- _How to complete this task_:
Output each entry exactly as written.

⁂

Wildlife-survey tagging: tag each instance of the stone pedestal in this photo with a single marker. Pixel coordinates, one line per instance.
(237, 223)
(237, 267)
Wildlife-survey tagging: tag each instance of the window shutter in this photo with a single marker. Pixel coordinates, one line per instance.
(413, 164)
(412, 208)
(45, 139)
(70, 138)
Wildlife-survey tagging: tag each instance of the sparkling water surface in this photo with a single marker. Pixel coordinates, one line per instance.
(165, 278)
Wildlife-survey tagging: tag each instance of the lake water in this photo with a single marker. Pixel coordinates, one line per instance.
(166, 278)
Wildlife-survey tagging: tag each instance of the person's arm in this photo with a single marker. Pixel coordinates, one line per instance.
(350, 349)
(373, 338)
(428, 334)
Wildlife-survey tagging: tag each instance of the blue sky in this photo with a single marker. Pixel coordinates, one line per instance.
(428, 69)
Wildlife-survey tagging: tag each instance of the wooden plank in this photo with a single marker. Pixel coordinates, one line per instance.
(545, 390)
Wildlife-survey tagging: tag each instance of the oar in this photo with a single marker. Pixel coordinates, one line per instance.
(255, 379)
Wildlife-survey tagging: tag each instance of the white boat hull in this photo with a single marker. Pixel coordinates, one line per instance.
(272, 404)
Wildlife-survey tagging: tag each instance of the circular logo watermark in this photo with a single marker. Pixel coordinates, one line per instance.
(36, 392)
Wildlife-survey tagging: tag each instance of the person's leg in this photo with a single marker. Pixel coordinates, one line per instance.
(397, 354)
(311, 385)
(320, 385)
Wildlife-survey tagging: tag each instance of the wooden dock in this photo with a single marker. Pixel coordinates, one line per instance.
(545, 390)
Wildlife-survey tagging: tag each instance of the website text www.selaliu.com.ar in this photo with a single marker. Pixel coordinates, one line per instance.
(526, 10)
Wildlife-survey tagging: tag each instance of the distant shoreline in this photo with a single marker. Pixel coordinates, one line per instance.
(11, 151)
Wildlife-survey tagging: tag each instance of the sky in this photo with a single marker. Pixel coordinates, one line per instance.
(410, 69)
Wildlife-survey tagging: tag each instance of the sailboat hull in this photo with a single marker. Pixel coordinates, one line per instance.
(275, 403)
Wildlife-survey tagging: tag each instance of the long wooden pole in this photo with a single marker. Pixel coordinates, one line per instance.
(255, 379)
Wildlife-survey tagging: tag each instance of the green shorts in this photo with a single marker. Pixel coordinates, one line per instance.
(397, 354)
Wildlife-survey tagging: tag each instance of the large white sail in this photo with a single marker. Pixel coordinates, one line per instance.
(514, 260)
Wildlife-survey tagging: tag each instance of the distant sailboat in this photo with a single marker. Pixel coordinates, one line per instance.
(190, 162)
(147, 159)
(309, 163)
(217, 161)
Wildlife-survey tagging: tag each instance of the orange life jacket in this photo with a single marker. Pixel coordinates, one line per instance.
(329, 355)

⁂

- _Exercise answer_:
Wildlife-survey tagging: tag each instance of the stone pedestal in this photo with a single marker. Pixel coordinates, one line per instance.
(237, 223)
(237, 267)
Wildlife-survey tagging: tag each instance of the window shutter in this photo with a single marker. Pixel coordinates, one line per instance.
(413, 164)
(412, 208)
(45, 139)
(70, 138)
Wildlife-survey tagging: tag each instance of the sparkling water surface in this photo with a single marker. Pixel coordinates, one line per instance.
(165, 278)
Wildlife-survey tagging: tag each instance of the lake water in this photo with a single marker. Pixel coordinates, one line per instance.
(166, 278)
Wildlife-survey tagging: tag each instance of the person's arm in this photo with a single marker. Pixel coordinates, one line per instance.
(350, 349)
(373, 338)
(428, 334)
Wildlife-survey tagging: tag each instance of the blue sky in this photo with a single marker. Pixel coordinates, one line per instance.
(428, 69)
Wildlife-survey tagging: tag each instance of the wooden plank in this photo with a single marker. Pixel coordinates, one line per instance.
(545, 390)
Wildlife-survey tagging: tag each instance of the oar in this photo with a single marker. Pixel coordinates, one line per instance.
(255, 379)
Wildlife-survey tagging: tag each instance of the white boat hull in this photo with a single marker. Pixel coordinates, one line per instance.
(272, 404)
Wildlife-survey tagging: tag each instance of the circular logo watermark in this photo with a single marker. Pixel coordinates, one line per instance.
(36, 392)
Wildlife-survey tagging: tag each instance of the person's leg in this photo with a single marker. Pixel coordinates, one line per instance.
(397, 354)
(311, 385)
(320, 385)
Wildlife-survey tagging: tag each instance of the wooden dock in this photo with a single marker. Pixel coordinates, one line per instance.
(545, 390)
Wildlife-survey tagging: tag each instance of the website text www.selaliu.com.ar in this photo with a single marker. Pixel coordinates, one line per instance.
(526, 10)
Wildlife-survey tagging: tag each instance of the distant shoreline in this photo with a single marker. Pixel coordinates, one line per instance.
(11, 151)
Wildlife-survey tagging: tag each instance of the sky in this photo with a single marker. Pixel coordinates, one line per instance.
(410, 69)
Wildlife-survey tagging: tag each instance of the sailboat hull in this photo with a single marker. Pixel coordinates, one line per instance.
(275, 403)
Wildlife-survey tagging: tag each instance of the long wooden pole in this photo with a single marker. Pixel coordinates, one line per instance.
(255, 379)
Wildlife-survey tagging: tag each instance of the green shorts in this photo with a single marker. Pixel coordinates, one line per instance.
(397, 354)
Wildlife-survey tagging: tag each instance of the large white sail in this photo with a single marker. Pixel coordinates, one line per instance.
(514, 260)
Wildlife-survey tagging: tag each instance of the distant sailboat in this photo with a single marker. Pixel coordinates, one line per instance.
(190, 162)
(147, 159)
(309, 163)
(217, 161)
Wildlife-survey tagging: tag each instance of the orange life jacket in this photo with a single marker. Pixel coordinates, one line per instance.
(329, 355)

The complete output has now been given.